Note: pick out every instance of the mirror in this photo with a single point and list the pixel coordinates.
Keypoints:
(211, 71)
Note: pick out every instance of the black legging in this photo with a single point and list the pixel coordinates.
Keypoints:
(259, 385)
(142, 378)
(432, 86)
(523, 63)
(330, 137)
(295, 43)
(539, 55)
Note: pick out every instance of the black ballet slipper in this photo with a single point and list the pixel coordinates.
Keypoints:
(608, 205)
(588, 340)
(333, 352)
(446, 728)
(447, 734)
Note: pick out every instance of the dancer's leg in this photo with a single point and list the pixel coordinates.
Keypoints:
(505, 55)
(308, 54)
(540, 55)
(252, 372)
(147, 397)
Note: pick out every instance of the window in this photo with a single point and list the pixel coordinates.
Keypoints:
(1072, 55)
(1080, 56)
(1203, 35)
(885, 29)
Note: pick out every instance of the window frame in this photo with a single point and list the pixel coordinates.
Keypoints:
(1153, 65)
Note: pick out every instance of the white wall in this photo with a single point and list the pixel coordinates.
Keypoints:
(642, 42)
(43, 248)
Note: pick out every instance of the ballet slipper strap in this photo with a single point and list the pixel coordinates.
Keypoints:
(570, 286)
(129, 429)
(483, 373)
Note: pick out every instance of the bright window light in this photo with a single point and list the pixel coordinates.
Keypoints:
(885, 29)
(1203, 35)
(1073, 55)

● ● ● ● ● ● ●

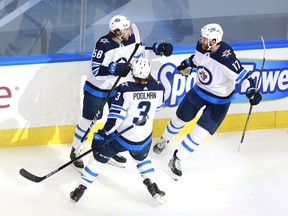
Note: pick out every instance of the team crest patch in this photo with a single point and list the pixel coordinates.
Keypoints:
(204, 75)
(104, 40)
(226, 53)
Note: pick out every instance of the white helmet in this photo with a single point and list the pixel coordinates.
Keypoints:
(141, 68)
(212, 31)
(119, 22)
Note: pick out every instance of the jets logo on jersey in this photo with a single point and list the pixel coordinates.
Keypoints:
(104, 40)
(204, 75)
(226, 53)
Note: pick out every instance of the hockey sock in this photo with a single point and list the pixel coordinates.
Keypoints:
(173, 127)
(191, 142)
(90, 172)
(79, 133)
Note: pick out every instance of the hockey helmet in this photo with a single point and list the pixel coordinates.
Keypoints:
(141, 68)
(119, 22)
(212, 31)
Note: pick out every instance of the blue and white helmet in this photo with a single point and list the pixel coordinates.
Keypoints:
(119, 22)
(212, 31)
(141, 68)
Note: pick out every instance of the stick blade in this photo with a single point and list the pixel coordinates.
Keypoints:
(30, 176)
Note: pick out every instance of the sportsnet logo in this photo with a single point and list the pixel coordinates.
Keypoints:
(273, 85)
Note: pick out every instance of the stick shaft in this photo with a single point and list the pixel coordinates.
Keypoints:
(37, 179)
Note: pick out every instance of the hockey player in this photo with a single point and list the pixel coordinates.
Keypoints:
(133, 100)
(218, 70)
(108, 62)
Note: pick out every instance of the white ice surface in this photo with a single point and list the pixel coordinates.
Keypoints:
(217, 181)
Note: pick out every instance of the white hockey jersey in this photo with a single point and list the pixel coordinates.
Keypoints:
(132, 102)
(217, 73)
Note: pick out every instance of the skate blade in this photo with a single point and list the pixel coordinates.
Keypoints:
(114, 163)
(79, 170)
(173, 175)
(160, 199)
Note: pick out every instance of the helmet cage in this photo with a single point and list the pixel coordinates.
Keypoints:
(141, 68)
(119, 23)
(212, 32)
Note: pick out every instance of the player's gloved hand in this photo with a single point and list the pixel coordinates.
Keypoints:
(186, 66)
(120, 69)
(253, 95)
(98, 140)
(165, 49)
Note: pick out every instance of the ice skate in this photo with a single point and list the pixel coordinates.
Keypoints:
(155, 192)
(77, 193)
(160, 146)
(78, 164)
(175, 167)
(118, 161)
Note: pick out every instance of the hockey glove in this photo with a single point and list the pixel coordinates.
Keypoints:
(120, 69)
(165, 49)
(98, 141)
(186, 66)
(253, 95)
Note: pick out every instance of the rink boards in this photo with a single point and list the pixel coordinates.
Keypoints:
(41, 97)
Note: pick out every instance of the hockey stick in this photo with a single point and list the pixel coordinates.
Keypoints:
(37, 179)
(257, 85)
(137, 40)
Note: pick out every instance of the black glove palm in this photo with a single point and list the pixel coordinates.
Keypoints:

● ● ● ● ● ● ●

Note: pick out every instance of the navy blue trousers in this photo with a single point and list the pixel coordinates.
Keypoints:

● ● ● ● ● ● ●

**Task directions**
Gather each line in these records that contains the string "logo".

**Expected output**
Note: pick out every instance of the jets logo on jersey in this photo with a single point and list the pixel coordinates.
Note: pick out every instance of the sportsnet logo in this photo with a single point and list the pixel coordinates.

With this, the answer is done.